WHAT IS NEEDED
Every line below that has the word "request" counts once; report how many lines that makes, with no other words.

DATA FOR REVIEW
[Start of section]
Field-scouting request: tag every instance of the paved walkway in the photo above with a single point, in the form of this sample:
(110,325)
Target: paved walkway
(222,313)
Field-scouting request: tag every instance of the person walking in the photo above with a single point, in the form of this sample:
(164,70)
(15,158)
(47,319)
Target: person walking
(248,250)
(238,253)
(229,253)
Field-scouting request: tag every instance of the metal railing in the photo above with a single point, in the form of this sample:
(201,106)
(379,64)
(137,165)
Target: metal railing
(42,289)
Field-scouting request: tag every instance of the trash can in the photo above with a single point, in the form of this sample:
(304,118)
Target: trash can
[End of section]
[Start of section]
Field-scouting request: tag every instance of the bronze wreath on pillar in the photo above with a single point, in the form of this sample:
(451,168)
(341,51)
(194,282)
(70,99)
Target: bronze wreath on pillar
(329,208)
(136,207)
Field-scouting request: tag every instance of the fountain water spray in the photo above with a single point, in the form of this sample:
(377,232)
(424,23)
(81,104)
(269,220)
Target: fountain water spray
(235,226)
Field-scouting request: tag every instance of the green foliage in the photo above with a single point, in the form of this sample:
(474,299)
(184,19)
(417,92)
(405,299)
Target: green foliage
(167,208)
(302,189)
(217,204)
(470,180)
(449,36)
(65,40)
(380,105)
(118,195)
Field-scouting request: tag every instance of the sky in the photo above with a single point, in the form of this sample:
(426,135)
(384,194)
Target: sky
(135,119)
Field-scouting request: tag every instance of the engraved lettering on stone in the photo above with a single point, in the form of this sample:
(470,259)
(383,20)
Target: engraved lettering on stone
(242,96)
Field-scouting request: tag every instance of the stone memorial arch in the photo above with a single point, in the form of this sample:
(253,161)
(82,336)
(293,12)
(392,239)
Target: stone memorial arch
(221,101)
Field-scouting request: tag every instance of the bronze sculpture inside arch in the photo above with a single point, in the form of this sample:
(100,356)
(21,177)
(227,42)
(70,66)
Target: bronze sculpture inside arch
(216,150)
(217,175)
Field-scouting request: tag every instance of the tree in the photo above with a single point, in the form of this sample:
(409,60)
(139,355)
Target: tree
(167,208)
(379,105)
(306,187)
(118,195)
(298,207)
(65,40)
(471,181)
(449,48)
[End of section]
[Start of section]
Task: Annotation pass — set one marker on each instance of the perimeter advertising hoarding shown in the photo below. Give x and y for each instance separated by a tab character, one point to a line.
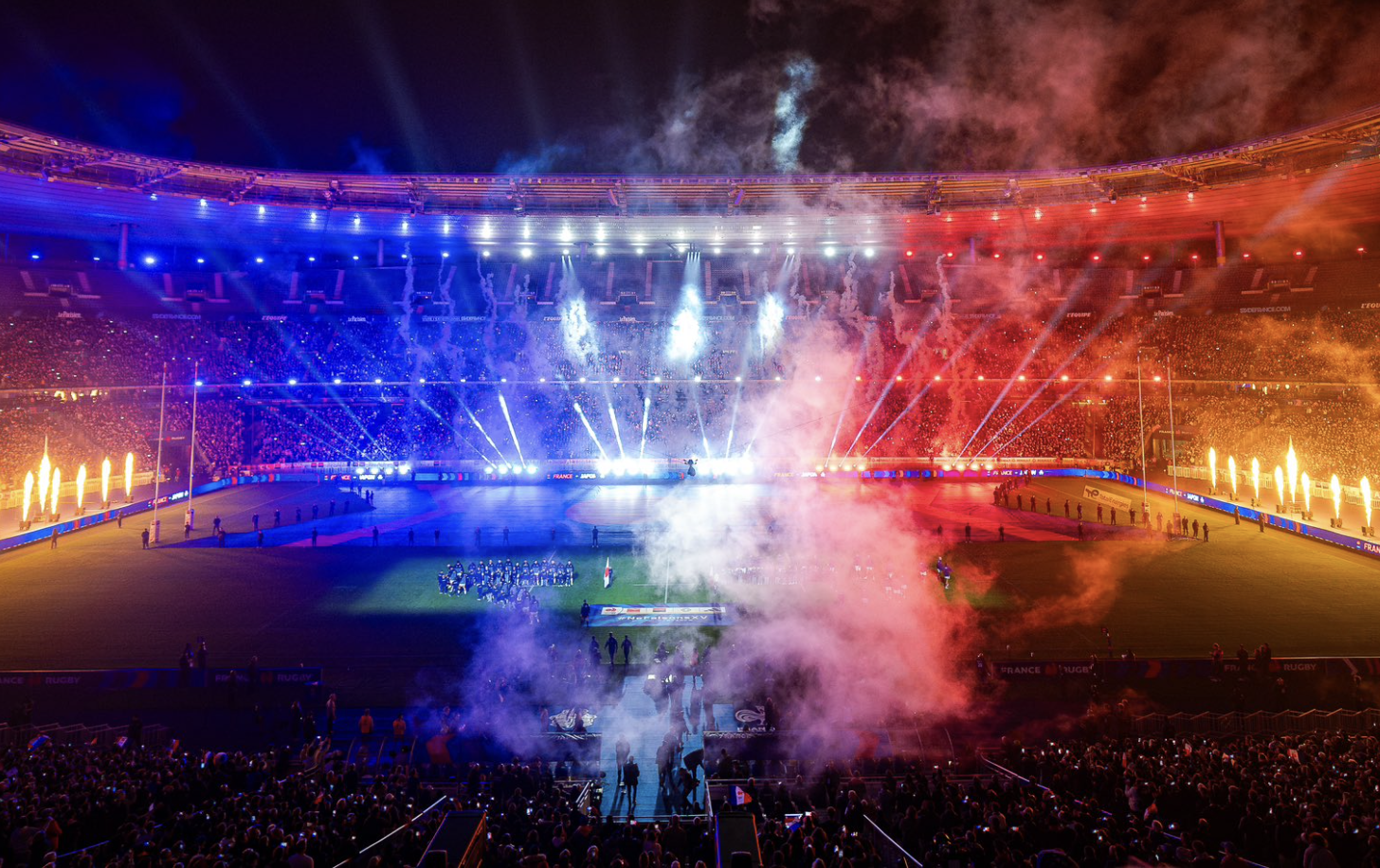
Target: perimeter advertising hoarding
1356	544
[End of section]
RESULT
12